**Extrait**
┄┄┄┄┄┄

Les Kazakhs de Mongolie sont peu nombreux, un peu moins de cent mille, mais ils ont su conserver leurs traditions séculaires. Semblables à leurs aigles, les hommes ont des profils d’oiseaux de proie. Coiffés de toques en soie aux oreillettes doubles de fourrure, vêtus de noirs manteaux et bottés de feutre épais, intimidants de silence et d’allure – tels sont les aigliers kazakhs.

L’aigle royal (aquila chrysaetos), souvent appelé aigle doré en raison de la couleur de ses plumes, atteint facilement deux mètres d’envergure. Ce sont les femelles qui sont dressées pour la chasse – parce qu’elles sont plus grosses, plus puissantes et plus agressives que les mâles. Une chasse principalement au lièvre et au renard, plus rarement au loup, et qui n’a lieu qu’en hiver (l’été, l’aigle mue et se repose). Malgré sa proximité avec les hommes, l’aigle demeure un animal sauvage, il ne devient jamais familier et les enfants et les femmes n’ont pas le droit de l’approcher.

Difficile, en effet, de ne pas être hypnotisé par le double regard de l’aiglier, d’un bleu acier, et de son aigle, d’un roux couleur de feu. Alors, le temps a suspendu son vol et le photographe, bouleversé et heureux, sait qu’ici, à l’aube du IIIe millénaire, l’émotion, la beauté et la magie perdurent (…). L’art et la vie ne font qu’un.

┄┄┄┄┄┄

**Consigne**
Recopiez le passage du texte sur les aigliers kazakhs compris entre « L’aigle royal (aquila » et « droit de l’approcher. », inclus, en remplaçant « lièvre » par « lapin ». Les lignes ne jouent aucun rôle dans ce travail.

┄┄┄┄┄┄

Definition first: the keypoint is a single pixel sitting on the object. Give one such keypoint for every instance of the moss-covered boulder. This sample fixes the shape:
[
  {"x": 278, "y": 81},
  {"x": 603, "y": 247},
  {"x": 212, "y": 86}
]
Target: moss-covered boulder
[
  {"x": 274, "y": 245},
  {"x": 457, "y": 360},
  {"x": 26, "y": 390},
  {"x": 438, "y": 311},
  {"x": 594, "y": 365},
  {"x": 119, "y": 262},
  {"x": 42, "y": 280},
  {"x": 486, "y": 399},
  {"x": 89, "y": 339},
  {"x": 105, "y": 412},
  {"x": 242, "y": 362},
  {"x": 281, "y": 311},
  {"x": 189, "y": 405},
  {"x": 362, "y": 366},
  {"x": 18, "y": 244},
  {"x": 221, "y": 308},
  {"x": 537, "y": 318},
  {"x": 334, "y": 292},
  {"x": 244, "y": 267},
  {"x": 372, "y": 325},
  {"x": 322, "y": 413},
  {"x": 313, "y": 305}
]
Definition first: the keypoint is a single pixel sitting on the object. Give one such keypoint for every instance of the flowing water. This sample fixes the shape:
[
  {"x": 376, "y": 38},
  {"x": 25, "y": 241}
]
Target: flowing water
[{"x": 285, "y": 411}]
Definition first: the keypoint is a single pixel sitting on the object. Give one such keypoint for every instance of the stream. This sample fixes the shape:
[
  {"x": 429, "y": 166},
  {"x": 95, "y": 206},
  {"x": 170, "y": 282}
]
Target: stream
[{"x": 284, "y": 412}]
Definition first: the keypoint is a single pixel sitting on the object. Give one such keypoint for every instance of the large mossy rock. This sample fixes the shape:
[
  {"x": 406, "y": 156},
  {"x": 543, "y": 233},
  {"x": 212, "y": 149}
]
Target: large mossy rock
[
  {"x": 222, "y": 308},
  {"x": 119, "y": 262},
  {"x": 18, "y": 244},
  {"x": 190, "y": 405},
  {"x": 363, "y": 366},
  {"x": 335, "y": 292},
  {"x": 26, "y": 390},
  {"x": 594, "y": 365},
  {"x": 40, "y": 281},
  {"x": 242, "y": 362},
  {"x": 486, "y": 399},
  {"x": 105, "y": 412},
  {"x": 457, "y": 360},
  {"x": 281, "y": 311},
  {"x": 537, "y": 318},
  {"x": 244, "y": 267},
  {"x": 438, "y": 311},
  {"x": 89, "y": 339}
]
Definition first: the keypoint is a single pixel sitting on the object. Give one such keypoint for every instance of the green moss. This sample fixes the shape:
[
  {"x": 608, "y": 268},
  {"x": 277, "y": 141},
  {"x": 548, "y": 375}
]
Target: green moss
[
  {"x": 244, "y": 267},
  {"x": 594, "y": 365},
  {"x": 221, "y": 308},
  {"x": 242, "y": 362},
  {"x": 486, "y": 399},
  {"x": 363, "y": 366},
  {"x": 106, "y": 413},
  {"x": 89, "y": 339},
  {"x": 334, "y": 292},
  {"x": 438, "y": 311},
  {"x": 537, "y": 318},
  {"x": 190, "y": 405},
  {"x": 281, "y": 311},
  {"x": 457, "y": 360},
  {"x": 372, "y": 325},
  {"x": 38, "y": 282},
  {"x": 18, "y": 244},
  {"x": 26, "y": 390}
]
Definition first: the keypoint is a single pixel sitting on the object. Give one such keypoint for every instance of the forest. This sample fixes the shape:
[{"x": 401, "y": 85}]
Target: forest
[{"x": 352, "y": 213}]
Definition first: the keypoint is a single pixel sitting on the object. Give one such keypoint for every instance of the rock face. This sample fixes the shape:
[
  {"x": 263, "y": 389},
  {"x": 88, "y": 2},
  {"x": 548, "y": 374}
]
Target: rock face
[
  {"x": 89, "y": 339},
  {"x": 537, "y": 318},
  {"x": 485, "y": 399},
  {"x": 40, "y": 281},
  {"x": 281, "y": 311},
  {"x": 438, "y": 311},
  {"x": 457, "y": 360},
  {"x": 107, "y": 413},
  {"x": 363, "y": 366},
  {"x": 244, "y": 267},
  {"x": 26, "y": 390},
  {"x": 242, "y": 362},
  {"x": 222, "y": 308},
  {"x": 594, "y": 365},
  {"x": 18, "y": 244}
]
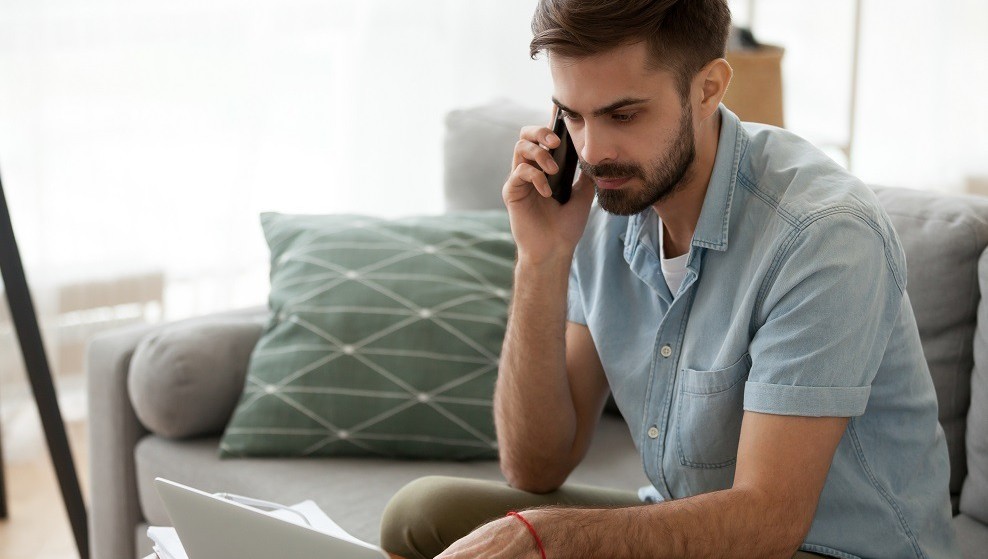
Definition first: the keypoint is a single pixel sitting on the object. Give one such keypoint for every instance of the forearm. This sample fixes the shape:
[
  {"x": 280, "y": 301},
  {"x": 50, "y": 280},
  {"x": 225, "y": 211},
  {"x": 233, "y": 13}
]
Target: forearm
[
  {"x": 533, "y": 407},
  {"x": 730, "y": 523}
]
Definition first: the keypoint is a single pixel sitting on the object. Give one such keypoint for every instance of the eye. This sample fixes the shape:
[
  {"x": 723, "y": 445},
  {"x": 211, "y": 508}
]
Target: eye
[
  {"x": 570, "y": 116},
  {"x": 623, "y": 117}
]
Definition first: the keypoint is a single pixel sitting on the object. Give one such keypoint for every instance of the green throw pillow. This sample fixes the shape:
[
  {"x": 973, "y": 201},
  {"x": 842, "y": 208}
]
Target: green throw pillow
[{"x": 383, "y": 339}]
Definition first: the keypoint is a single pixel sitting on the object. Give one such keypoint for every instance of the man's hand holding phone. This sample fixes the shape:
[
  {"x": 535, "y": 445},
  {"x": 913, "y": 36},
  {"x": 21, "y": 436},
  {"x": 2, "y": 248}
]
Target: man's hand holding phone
[{"x": 542, "y": 227}]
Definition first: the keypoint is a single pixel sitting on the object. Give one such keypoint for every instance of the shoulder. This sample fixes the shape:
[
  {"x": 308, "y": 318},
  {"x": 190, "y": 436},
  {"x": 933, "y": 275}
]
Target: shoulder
[{"x": 815, "y": 201}]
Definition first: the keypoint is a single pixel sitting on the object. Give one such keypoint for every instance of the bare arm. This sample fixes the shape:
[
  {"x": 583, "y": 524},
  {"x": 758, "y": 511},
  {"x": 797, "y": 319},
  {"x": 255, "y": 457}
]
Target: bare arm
[
  {"x": 781, "y": 469},
  {"x": 550, "y": 387}
]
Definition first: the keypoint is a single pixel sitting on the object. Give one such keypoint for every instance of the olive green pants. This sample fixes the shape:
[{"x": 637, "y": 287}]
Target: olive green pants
[{"x": 429, "y": 514}]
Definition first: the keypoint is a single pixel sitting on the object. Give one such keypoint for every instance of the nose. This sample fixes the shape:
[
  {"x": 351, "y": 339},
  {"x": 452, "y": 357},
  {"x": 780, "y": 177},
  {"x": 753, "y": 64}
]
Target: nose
[{"x": 597, "y": 146}]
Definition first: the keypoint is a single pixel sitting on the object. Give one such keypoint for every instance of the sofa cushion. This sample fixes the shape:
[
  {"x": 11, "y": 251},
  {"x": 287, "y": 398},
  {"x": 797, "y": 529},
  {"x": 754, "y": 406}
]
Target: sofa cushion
[
  {"x": 384, "y": 338},
  {"x": 479, "y": 144},
  {"x": 974, "y": 498},
  {"x": 352, "y": 491},
  {"x": 186, "y": 377},
  {"x": 972, "y": 536},
  {"x": 943, "y": 237}
]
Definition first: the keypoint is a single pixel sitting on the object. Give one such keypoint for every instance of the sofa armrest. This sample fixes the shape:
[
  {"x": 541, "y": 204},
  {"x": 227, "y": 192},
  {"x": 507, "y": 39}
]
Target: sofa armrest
[{"x": 114, "y": 431}]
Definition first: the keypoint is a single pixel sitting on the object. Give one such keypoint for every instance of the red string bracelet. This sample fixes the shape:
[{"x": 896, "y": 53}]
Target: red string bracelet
[{"x": 538, "y": 540}]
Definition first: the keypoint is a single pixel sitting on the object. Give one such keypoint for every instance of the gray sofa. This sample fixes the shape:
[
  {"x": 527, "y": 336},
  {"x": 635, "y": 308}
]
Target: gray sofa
[{"x": 159, "y": 395}]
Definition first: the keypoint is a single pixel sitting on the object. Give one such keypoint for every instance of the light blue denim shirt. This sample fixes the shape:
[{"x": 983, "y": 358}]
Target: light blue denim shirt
[{"x": 794, "y": 303}]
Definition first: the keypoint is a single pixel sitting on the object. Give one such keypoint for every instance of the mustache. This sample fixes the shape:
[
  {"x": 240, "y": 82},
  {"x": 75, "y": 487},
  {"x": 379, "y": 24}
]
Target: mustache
[{"x": 611, "y": 170}]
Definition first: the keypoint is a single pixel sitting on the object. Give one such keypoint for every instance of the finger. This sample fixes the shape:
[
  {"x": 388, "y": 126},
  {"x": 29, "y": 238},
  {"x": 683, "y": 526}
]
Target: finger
[
  {"x": 536, "y": 153},
  {"x": 522, "y": 179},
  {"x": 539, "y": 135}
]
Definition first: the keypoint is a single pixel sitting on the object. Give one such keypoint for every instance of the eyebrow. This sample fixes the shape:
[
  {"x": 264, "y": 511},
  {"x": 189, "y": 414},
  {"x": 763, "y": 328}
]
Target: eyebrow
[{"x": 620, "y": 103}]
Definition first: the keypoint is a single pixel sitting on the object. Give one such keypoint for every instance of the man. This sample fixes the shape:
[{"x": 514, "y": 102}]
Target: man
[{"x": 742, "y": 297}]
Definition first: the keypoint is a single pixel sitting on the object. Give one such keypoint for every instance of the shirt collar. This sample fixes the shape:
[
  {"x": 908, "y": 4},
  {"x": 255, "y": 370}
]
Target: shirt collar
[{"x": 715, "y": 216}]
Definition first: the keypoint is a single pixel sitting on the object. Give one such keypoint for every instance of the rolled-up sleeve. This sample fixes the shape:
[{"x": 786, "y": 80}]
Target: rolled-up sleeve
[{"x": 827, "y": 311}]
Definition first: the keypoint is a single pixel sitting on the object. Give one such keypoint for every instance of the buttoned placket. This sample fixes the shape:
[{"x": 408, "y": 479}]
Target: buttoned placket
[{"x": 645, "y": 264}]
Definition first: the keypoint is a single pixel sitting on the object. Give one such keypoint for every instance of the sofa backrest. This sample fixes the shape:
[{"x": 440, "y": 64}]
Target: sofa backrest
[{"x": 944, "y": 238}]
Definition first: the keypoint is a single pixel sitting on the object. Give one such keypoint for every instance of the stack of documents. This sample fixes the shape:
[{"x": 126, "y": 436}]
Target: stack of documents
[{"x": 168, "y": 546}]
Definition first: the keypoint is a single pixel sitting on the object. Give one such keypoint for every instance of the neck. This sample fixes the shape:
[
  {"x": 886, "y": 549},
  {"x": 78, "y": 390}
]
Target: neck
[{"x": 681, "y": 211}]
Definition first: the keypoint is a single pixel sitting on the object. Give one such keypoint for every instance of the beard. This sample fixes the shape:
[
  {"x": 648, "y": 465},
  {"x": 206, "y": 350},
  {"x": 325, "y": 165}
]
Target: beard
[{"x": 664, "y": 177}]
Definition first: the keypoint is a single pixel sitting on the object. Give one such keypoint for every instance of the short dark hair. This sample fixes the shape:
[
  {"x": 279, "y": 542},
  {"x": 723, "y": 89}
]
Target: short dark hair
[{"x": 682, "y": 35}]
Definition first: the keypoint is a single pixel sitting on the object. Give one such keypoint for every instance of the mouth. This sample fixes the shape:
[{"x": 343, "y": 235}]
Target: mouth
[{"x": 611, "y": 183}]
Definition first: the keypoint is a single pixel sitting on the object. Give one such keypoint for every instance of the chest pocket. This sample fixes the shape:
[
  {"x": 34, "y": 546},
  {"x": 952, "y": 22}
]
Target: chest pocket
[{"x": 708, "y": 422}]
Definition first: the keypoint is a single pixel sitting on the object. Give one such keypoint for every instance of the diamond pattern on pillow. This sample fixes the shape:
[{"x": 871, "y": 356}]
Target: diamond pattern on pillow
[{"x": 383, "y": 339}]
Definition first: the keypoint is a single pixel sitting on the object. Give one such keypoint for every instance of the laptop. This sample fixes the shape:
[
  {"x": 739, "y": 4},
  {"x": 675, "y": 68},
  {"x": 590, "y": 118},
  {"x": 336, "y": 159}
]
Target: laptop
[{"x": 212, "y": 527}]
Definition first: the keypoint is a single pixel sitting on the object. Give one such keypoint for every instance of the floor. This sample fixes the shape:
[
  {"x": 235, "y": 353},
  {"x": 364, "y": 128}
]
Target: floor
[{"x": 37, "y": 526}]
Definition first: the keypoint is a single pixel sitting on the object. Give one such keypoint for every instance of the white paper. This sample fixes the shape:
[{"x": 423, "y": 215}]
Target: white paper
[
  {"x": 168, "y": 546},
  {"x": 166, "y": 543}
]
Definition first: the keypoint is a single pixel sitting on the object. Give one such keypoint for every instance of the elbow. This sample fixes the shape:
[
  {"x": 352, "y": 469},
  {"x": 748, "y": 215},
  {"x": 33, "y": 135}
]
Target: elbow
[
  {"x": 786, "y": 523},
  {"x": 529, "y": 479}
]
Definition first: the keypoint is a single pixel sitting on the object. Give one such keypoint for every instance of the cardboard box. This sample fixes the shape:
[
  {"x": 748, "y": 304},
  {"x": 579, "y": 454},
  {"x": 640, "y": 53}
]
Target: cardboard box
[{"x": 755, "y": 91}]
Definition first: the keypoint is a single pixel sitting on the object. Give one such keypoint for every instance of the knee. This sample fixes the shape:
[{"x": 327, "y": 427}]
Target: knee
[{"x": 413, "y": 523}]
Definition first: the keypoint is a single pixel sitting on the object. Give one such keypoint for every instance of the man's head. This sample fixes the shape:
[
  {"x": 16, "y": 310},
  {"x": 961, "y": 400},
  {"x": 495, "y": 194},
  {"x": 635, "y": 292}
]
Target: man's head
[{"x": 635, "y": 79}]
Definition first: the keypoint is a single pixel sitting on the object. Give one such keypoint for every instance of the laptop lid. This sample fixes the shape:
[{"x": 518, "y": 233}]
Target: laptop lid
[{"x": 211, "y": 527}]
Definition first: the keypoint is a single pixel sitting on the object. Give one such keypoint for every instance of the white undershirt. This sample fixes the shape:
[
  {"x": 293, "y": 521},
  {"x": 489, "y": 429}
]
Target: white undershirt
[{"x": 674, "y": 269}]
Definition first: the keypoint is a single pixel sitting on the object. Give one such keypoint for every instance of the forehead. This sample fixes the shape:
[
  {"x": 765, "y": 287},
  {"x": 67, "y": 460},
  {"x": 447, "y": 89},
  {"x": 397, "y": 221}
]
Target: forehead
[{"x": 587, "y": 82}]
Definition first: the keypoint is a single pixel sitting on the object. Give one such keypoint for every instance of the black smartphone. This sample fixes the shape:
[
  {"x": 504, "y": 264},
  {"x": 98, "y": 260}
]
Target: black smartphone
[{"x": 565, "y": 156}]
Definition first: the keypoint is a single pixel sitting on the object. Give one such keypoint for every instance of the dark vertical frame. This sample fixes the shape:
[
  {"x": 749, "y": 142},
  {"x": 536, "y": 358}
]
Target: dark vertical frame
[{"x": 36, "y": 362}]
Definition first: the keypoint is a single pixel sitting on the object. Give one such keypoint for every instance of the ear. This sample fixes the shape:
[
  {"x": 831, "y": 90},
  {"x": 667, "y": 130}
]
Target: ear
[{"x": 710, "y": 85}]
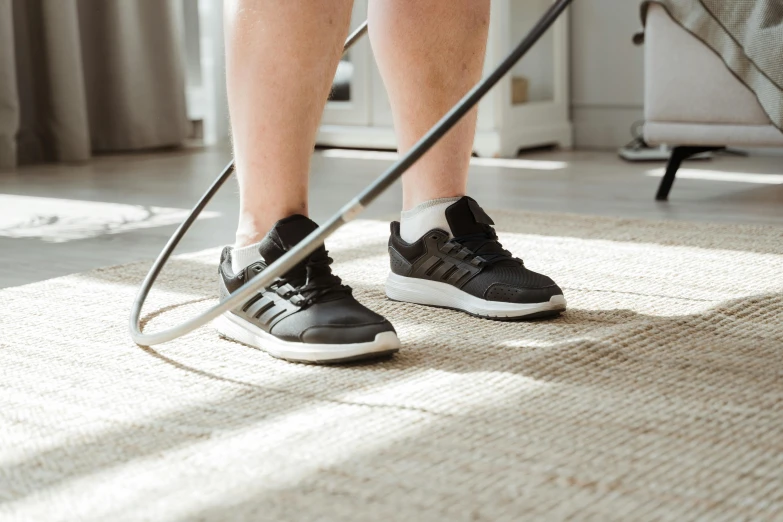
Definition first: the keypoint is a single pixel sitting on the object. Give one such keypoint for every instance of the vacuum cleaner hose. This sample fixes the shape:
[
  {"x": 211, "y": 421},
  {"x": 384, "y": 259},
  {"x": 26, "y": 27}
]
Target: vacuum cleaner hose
[{"x": 306, "y": 247}]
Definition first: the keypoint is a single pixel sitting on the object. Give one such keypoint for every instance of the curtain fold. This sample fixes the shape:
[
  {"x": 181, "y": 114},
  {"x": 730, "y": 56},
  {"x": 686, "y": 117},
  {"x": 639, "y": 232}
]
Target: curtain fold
[{"x": 80, "y": 76}]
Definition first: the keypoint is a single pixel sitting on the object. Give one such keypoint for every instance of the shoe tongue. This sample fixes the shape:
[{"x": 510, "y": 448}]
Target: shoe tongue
[
  {"x": 284, "y": 235},
  {"x": 466, "y": 217}
]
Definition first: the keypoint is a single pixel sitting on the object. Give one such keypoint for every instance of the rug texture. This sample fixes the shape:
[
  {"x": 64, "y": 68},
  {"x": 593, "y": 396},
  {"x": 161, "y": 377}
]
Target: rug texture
[{"x": 658, "y": 395}]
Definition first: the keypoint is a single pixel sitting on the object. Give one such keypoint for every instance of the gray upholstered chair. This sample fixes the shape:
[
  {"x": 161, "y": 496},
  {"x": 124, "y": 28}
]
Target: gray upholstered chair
[{"x": 693, "y": 102}]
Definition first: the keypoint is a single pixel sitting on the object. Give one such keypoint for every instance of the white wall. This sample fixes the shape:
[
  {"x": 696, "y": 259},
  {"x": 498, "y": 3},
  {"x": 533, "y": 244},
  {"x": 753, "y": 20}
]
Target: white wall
[{"x": 607, "y": 72}]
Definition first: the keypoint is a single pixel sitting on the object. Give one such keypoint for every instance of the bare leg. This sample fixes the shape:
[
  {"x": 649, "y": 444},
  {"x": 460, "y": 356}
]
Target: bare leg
[
  {"x": 430, "y": 54},
  {"x": 281, "y": 58}
]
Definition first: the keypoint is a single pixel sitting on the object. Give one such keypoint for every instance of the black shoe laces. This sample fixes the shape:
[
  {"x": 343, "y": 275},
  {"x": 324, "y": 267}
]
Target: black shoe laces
[
  {"x": 486, "y": 245},
  {"x": 312, "y": 279}
]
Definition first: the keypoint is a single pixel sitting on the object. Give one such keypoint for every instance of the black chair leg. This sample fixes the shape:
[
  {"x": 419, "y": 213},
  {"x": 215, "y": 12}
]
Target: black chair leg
[{"x": 679, "y": 154}]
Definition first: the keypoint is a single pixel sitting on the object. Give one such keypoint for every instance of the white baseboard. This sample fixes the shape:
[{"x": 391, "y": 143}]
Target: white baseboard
[{"x": 603, "y": 127}]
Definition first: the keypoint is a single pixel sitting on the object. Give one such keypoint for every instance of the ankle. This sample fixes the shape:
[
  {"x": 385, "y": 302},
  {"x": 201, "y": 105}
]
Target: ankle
[
  {"x": 424, "y": 217},
  {"x": 252, "y": 227}
]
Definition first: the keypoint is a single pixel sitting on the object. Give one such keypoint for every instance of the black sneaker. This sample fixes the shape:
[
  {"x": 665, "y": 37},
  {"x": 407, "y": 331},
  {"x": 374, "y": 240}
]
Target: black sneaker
[
  {"x": 306, "y": 316},
  {"x": 469, "y": 272}
]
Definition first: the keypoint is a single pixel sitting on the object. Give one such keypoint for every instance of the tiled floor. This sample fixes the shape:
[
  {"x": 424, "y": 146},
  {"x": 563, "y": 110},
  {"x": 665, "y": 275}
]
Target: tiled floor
[{"x": 57, "y": 219}]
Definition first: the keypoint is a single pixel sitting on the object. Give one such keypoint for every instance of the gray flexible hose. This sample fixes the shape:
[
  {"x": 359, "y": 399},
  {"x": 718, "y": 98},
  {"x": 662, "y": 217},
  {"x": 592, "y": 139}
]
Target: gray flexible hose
[{"x": 306, "y": 247}]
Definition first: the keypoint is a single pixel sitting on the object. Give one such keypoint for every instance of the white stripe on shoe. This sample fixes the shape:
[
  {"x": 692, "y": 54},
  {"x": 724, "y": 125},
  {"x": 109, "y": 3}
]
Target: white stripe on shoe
[{"x": 435, "y": 293}]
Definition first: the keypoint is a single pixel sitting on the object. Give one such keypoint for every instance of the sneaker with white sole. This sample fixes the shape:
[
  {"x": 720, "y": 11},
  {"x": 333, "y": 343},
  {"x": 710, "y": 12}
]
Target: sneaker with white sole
[
  {"x": 307, "y": 315},
  {"x": 470, "y": 271}
]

┄┄┄┄┄┄

**Corrigé**
L’aigle royal (aquila chrysaetos), souvent appelé aigle doré en raison de la couleur de ses plumes, atteint facilement deux mètres d’envergure. Ce sont les femelles qui sont dressées pour la chasse – parce qu’elles sont plus grosses, plus puissantes et plus agressives que les mâles. Une chasse principalement au lapin et au renard, plus rarement au loup, et qui n’a lieu qu’en hiver (l’été, l’aigle mue et se repose). Malgré sa proximité avec les hommes, l’aigle demeure un animal sauvage, il ne devient jamais familier et les enfants et les femmes n’ont pas le droit de l’approcher.